Task details: All entries are to be transcribed verbatim, but images are not carried over.

(Dataset entries)
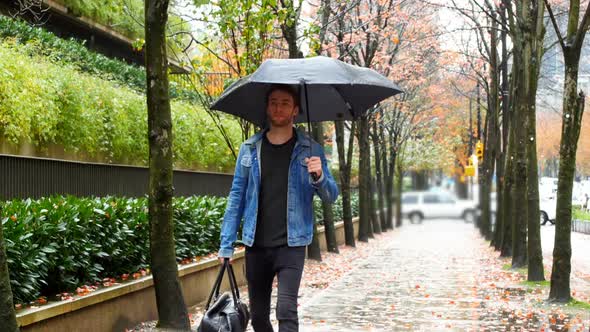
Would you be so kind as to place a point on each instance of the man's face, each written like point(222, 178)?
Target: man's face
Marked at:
point(281, 109)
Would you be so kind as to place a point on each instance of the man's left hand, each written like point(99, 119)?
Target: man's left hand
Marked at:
point(314, 165)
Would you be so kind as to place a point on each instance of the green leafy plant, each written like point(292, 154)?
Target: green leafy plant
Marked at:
point(37, 41)
point(58, 243)
point(49, 104)
point(336, 208)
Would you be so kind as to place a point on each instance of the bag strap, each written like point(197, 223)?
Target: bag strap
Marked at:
point(217, 284)
point(233, 283)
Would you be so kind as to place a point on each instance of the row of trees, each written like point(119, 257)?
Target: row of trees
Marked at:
point(514, 32)
point(395, 37)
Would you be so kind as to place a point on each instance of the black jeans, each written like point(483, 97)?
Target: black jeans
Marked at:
point(262, 264)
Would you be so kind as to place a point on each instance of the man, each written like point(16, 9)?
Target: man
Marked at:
point(272, 191)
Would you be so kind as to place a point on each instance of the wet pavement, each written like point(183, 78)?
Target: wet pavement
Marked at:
point(439, 275)
point(436, 276)
point(580, 275)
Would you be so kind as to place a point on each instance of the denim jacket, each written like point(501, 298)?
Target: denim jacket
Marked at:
point(243, 198)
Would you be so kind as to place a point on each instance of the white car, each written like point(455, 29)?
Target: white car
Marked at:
point(547, 207)
point(418, 205)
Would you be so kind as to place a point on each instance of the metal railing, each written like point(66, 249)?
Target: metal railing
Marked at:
point(22, 177)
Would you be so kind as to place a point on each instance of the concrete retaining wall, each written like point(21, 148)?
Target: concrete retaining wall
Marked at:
point(119, 307)
point(581, 226)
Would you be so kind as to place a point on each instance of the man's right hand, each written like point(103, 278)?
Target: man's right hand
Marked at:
point(221, 259)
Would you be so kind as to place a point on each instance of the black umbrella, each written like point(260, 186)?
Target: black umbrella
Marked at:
point(330, 90)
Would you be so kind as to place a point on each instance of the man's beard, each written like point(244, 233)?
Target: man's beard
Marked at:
point(281, 122)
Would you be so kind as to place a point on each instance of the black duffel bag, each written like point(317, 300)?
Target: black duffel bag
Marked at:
point(227, 313)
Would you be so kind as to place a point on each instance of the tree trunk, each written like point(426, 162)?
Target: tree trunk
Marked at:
point(388, 175)
point(377, 139)
point(364, 181)
point(329, 231)
point(313, 249)
point(573, 110)
point(502, 141)
point(7, 314)
point(534, 47)
point(398, 195)
point(519, 232)
point(172, 311)
point(344, 166)
point(507, 199)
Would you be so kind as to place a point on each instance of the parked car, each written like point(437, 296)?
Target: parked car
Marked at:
point(547, 207)
point(418, 205)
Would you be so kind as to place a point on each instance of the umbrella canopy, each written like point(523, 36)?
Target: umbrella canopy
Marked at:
point(329, 88)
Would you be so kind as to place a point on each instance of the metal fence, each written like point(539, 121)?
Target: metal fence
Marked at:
point(22, 177)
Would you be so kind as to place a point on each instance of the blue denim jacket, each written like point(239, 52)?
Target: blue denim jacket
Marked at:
point(243, 198)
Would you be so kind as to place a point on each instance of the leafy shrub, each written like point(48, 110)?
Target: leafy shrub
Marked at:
point(126, 17)
point(49, 104)
point(55, 244)
point(37, 41)
point(336, 208)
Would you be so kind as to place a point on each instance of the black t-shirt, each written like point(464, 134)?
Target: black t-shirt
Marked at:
point(271, 226)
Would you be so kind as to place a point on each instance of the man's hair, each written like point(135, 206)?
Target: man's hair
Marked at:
point(285, 88)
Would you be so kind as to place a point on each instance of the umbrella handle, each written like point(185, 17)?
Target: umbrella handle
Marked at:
point(314, 175)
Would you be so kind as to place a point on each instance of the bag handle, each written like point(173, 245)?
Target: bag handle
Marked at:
point(217, 284)
point(233, 283)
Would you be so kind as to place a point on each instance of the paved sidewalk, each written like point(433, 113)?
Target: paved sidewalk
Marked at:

Result:
Would you be so kind as to place a point on each instance of the man's face, each written like point(222, 178)?
Target: man's face
Marked at:
point(281, 109)
Would you be so kind as to place a point on each instance of the man's left hand, each written like point(99, 119)?
Target: man's left hand
Marked at:
point(314, 165)
Would you be so kind as to place a point on each instance of the green leafy plant, each written like point(292, 154)?
Target: green leafy plant
Marked at:
point(37, 41)
point(58, 243)
point(49, 104)
point(336, 208)
Would you be so kind as to place a point on each instance of the bag strap, each written like point(197, 223)?
Target: bag strap
Marked at:
point(217, 284)
point(233, 283)
Would you be so kind as to place a point on each instance of the row of trees, each written like point(119, 257)?
Target: row of trees
Marked at:
point(514, 32)
point(395, 37)
Would you be so kind as to place a point on each instance of the black jeans, each written like point(483, 97)?
Target: black jeans
Marked at:
point(262, 264)
Would you be so kind as to place a point on each instance of the man, each written like point(16, 9)?
Target: man
Marked at:
point(272, 191)
Would you be so kind as to place a point on each instance of the wet pavement, each written like point(183, 78)?
Target: wet pavement
Marked at:
point(439, 275)
point(436, 276)
point(580, 275)
Would you be so kind as to place a point on each instance of the denim jacket, each written like point(501, 298)?
Target: denim jacket
Marked at:
point(243, 198)
Would you be so kind as to place a point on each instance of the white car, each written like point(455, 29)?
Target: white car
Marked at:
point(547, 207)
point(418, 205)
Would you be so kind as to place a point on each instance of the metal railing, each written like point(66, 249)?
Target: metal railing
Marked at:
point(22, 177)
Would you be so kind as to place a point on each instance of the concrete retaining wall, each written like point(21, 148)?
Target: concrete retaining wall
Marked at:
point(119, 307)
point(581, 226)
Would you be so kind as to place a point on each instance of the man's right hand, each written like point(103, 278)?
Target: man's right hand
Marked at:
point(221, 259)
Would you be so kind as to place a point on each instance of the black umbrella, each written like point(260, 186)?
Target: black umbrella
Marked at:
point(330, 90)
Would you be so kind as to place a point on each instance of the man's beard, each written like point(244, 233)?
Target: man's beard
Marked at:
point(281, 122)
Would you be so kind as to place a point on each instance of the black duffel bag, each written like point(317, 300)?
Target: black duffel bag
Marked at:
point(227, 313)
Would you be so kind as to place a point on each instance of the tree trunk, each written like point(426, 162)?
Target: tree trunk
Marked at:
point(388, 175)
point(377, 139)
point(364, 181)
point(329, 231)
point(313, 249)
point(573, 110)
point(502, 141)
point(7, 314)
point(534, 47)
point(398, 195)
point(519, 232)
point(172, 311)
point(344, 166)
point(507, 199)
Would you be so kind as to place a point on each instance of the parked car, each written like point(437, 296)?
Target: parked car
Marked at:
point(547, 207)
point(418, 205)
Would you be so kind as to place a point on each instance of the umbrella canopy, each written like point(523, 36)?
Target: umbrella canopy
Marked at:
point(329, 88)
Would you be so kind as to place a point on each instance of the metal fence, each written like point(539, 121)?
Target: metal fence
Marked at:
point(22, 177)
Would you be so kind as to place a point on each instance of the blue denim jacket, each written like point(239, 52)?
Target: blue denim jacket
Marked at:
point(243, 198)
Would you be so kind as to place a point on each instance of the leafy shrub, each written like point(48, 110)?
Target: leafy shrub
Marked at:
point(126, 17)
point(49, 104)
point(55, 244)
point(37, 41)
point(336, 208)
Would you be so kind as to place a point on each instance of the black t-shirt, each written like point(464, 134)?
Target: black t-shirt
Marked at:
point(271, 226)
Would you be so kind as to place a point on each instance of the man's hair, each written like point(135, 206)?
Target: man's hair
Marked at:
point(285, 88)
Would you be so kind as to place a point on each instance of the umbrella handle, each written like point(185, 17)?
Target: umbrella handle
Marked at:
point(314, 175)
Would you be so kind as to place a point on each instance of the bag handle, each written like point(173, 245)?
Target: bag handle
Marked at:
point(217, 284)
point(233, 283)
Would you be so kind as to place a point on each instance of the paved sidewalk, each written like point(433, 113)?
Target: paved sidewalk
Marked at:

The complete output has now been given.